__EXERCISE OBJECTIVE__: Could you transcribe every record below exactly as it stands?
(MATERIAL FOR THIS EXERCISE Opens)
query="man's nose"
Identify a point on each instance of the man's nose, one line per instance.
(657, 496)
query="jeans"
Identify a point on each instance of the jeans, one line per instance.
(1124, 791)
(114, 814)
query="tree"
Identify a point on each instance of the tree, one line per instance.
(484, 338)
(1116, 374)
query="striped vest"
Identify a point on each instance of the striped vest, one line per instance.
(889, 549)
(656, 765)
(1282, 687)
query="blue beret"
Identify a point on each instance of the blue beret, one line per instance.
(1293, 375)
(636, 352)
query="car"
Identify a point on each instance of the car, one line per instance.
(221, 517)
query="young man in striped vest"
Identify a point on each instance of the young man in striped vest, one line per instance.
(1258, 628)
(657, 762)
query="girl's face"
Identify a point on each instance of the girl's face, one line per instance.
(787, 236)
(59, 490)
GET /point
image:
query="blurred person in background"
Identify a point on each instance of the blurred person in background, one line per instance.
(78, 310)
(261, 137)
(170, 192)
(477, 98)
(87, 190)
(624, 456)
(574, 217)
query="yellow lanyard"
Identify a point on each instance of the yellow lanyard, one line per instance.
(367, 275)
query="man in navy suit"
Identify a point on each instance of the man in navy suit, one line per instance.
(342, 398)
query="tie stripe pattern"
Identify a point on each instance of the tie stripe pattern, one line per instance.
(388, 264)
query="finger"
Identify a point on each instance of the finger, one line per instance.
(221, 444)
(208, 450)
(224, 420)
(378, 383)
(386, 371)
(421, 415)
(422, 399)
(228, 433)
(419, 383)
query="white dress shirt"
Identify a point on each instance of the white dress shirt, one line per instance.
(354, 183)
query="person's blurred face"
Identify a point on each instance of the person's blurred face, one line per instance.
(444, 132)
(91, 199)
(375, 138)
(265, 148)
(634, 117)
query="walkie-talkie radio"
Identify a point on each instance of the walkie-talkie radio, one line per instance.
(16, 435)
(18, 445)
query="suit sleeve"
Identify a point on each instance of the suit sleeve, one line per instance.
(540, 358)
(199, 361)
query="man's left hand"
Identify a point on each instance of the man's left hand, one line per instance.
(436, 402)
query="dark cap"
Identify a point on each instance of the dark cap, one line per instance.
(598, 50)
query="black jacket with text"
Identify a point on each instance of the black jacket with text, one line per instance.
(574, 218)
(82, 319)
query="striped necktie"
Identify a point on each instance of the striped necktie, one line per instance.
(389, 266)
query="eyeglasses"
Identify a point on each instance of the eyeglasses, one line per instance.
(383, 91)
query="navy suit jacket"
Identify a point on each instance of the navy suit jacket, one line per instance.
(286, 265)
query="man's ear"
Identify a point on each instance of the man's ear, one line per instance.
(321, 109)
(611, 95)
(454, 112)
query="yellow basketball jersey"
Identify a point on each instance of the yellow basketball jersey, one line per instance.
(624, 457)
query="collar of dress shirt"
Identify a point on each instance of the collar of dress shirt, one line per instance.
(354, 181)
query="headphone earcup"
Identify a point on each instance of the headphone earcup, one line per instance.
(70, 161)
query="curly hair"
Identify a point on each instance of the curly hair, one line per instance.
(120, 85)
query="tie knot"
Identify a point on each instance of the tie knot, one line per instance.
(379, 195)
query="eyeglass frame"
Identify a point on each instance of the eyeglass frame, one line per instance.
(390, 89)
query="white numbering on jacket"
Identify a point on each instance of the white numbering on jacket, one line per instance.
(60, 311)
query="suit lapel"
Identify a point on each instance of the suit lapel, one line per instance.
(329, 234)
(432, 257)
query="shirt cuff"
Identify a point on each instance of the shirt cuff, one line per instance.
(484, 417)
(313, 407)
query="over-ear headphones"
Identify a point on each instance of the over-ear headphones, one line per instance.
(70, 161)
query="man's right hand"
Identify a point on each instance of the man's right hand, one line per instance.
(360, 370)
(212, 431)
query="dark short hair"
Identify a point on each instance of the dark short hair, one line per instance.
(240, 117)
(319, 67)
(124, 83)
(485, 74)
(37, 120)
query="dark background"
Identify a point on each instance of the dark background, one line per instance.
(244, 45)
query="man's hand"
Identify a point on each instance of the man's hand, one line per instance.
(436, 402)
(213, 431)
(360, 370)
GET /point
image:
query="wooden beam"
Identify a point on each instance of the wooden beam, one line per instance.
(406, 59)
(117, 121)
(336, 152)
(MATERIAL FOR THIS EXERCISE Closes)
__EXPECTED ANSWER__:
query="man's nose"
Identify a point on each instance of the man's nose, one line per instance.
(657, 496)
query="jeans"
Identify a point on each instance of the jeans, one line per instance.
(1124, 791)
(114, 814)
query="tree"
Identify a point on each instance of the tree, one line per instance.
(484, 338)
(1116, 374)
query="striped vest"
Identify a point on each instance of the striped vest, one line per instance.
(889, 549)
(656, 765)
(1282, 687)
query="blue beret"
Identify a point on each instance of the blue beret, one line per instance.
(1293, 375)
(636, 352)
query="car"
Identify a point on each instance of the car, one line per instance.
(221, 517)
query="young man in striped vest"
Identify a point on each instance of the young man in striped vest, one line per instance.
(1258, 628)
(657, 762)
query="girl's face"
Identify a point on each instance of the girl's face, one line per instance.
(787, 236)
(59, 490)
GET /point
image:
query="blurred person in background"
Identify a point on each instance of the blurred person in background, one line per instance.
(78, 310)
(261, 137)
(170, 192)
(477, 98)
(87, 190)
(624, 456)
(574, 217)
query="yellow lanyard"
Identify a point on each instance of the yellow lanyard, one line per instance.
(367, 275)
query="man in navy suit"
Identify a point on each instance of the man in navy suit, one line per instance.
(342, 398)
query="tie stripe pattern"
Identify a point on each instance of the tie stripe pattern, one line per instance.
(388, 264)
query="finger"
Identify a point on each instance of the finger, one line per instance.
(221, 444)
(208, 450)
(224, 420)
(378, 383)
(386, 371)
(421, 415)
(422, 399)
(228, 433)
(419, 383)
query="white dress shirt"
Identify a point on each instance of the white dress shirt, one line per instance.
(354, 183)
query="person's blurred face"
Identify a point on each instance of the person's blurred face, one line per instance.
(444, 132)
(91, 199)
(375, 138)
(265, 148)
(634, 117)
query="walkie-talkie radio"
Identify a point on each instance of the walkie-talkie radio, one line per instance.
(16, 435)
(18, 445)
query="suit sleeve"
Identify a point on each instance of the suit sleeve, one line per instance.
(540, 358)
(199, 361)
query="man's left hand"
Identify a point on each instance of the man's left hand, one line per instance.
(436, 402)
query="dark cap"
Identify a point on each instance of the dark cap, one line per instance.
(598, 50)
query="black jacket with text"
Identify a point on each instance of the black jacket with text, one line per instance.
(574, 218)
(82, 319)
query="striped necktie"
Identify a point on each instance of the striped necktie, one line per instance.
(389, 266)
query="eyeglasses"
Identify a point on each instance of the eyeglasses, one line per instance.
(383, 91)
query="navy suit jacket"
Identify a point on each instance of the navy suit jacket, one line per instance.
(286, 265)
query="man's ear"
Identify a point on each instance of the man's ear, one line per instance.
(321, 109)
(611, 95)
(454, 112)
query="yellow basketball jersey"
Identify a point on each instance of the yellow basketball jersey, one line per instance.
(624, 457)
query="collar of dress shirt"
Identify a point on each instance of the collar of dress shirt, one line per instance.
(354, 181)
query="headphone earcup"
Identify a point on each instance of the headphone earcup, one line per instance.
(70, 161)
query="curly hair"
Identify a point on each instance of the curly hair, one line per instance.
(120, 85)
query="tie knot"
Identify a point on each instance of the tie knot, one line per instance.
(379, 195)
query="eyeglass frame"
Identify a point on each instance of the eyeglass frame, one line per instance.
(390, 89)
query="white numbering on jacket"
Identify a point on each instance of the white numbering on jacket, one line per instance.
(60, 311)
query="suit lapel"
Identify a point on each instance of the suit lapel, one line per instance.
(329, 234)
(432, 257)
query="shirt cuff"
Identify a point on each instance of the shirt cuff, one line per instance.
(484, 417)
(313, 407)
query="over-ear headphones"
Identify a point on each instance of the over-ear headphones, one line per instance.
(70, 161)
query="man's right hand"
Identify a point on each instance of the man's right hand, one line per instance.
(360, 370)
(212, 431)
query="dark short hair"
Identify a point on each instance of the dark short hair, one line per instance.
(240, 117)
(319, 67)
(124, 83)
(485, 74)
(37, 120)
query="dark background"
Identify a point on each instance of the dark background, one line per instance.
(244, 45)
query="man's hand"
Identify a point on each instance of the man's hand, one line per instance.
(436, 402)
(213, 431)
(360, 370)
GET /point
image:
query="wooden beam"
Identify a point on each instance of the wooden beam, one line per instance.
(406, 59)
(117, 121)
(336, 152)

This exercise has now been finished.